TASK ITEM:
Print the whole listing, keeping every line exactly as given.

DATA SUPPLIED:
:::::

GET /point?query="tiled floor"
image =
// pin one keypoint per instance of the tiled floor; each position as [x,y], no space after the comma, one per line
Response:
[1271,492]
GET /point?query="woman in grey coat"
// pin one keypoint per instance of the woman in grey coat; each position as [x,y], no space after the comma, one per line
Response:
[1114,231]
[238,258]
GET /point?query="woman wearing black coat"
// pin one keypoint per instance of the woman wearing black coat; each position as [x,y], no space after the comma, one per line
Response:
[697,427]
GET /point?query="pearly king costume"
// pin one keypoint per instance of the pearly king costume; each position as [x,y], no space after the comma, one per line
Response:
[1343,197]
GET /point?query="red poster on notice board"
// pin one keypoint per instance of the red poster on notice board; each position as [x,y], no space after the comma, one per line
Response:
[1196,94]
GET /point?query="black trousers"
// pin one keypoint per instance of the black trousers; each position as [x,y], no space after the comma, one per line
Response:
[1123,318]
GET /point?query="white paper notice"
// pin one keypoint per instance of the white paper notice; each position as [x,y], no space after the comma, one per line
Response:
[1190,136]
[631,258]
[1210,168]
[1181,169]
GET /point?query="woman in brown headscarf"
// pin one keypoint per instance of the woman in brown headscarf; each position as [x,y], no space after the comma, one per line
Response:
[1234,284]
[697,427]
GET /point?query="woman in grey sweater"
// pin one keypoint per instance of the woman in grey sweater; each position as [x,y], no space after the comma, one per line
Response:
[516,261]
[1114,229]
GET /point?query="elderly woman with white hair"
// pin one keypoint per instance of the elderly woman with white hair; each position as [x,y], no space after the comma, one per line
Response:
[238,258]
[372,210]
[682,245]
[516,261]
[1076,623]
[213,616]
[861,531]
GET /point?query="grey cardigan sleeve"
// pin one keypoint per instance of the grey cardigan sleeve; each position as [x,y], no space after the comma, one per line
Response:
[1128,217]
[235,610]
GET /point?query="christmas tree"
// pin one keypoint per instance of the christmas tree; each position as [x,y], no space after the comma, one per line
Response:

:::::

WRITTEN SOLUTION:
GET /point?query="tiled floor"
image =
// pin one keypoint per instance of the tiled floor; each position as [x,y], no space after the comma, one per line
Response:
[1271,492]
GET /point?query="woman in grey coat"
// pin one keypoint per instance of the woman in grey coat; each position as [x,y], no space after the comma, one per line
Response:
[1114,231]
[238,258]
GET /point?query="woman wearing black coat"
// pin one keypoint per instance of the woman wearing black coat; each position as [x,y], no space after the comma, one per line
Response:
[697,427]
GET /point?query="pearly king costume"
// pin one keypoint per instance of the pearly king costume; each position as [x,y], no space after the comma, one per line
Response:
[1343,197]
GET /point?query="red poster on notice board"
// pin one keypoint per instance of the red poster on notice board; each position as [x,y], no space after the comma, one per line
Response:
[1196,94]
GET /point?query="black trousers"
// pin one keypoint per instance of the black trousers; each position as [x,y], no space after the comma, one per line
Response:
[1123,318]
GET /point?query="white paper notice"
// pin one keypoint per instance of the white paper notice; each position as [x,y], no space after the comma, one per line
Response:
[1190,136]
[631,258]
[1210,168]
[1181,169]
GET /point?query="woman in brown headscarf"
// pin one keypoint per instance of the woman in brown headscarf; each position as [x,y], no space after the comma, one per line
Response:
[1234,284]
[697,427]
GET /point?query="woman in grey sweater"
// pin one keypoint per instance of the woman in grey sweater; each position as [x,y], no space after the comma, one per line
Response:
[516,261]
[1114,229]
GET /point?query="elderly woman with white hair"
// pin one keypoint per instance of the elderly woman with white hair; each position as [x,y], no space after the comma, one per line
Response:
[238,258]
[372,210]
[682,245]
[516,261]
[1076,623]
[213,616]
[861,531]
GET /point?query="grey cardigan sleeve"
// pin one keypoint per instance of the grey cardigan sleeve; each position as [x,y], no space after the comma, one per line
Response:
[1128,217]
[235,610]
GET /point?query="christmas tree"
// pin one keypoint per instance of the christmas tree; each position as [x,y], no space after the comma, one per line
Response:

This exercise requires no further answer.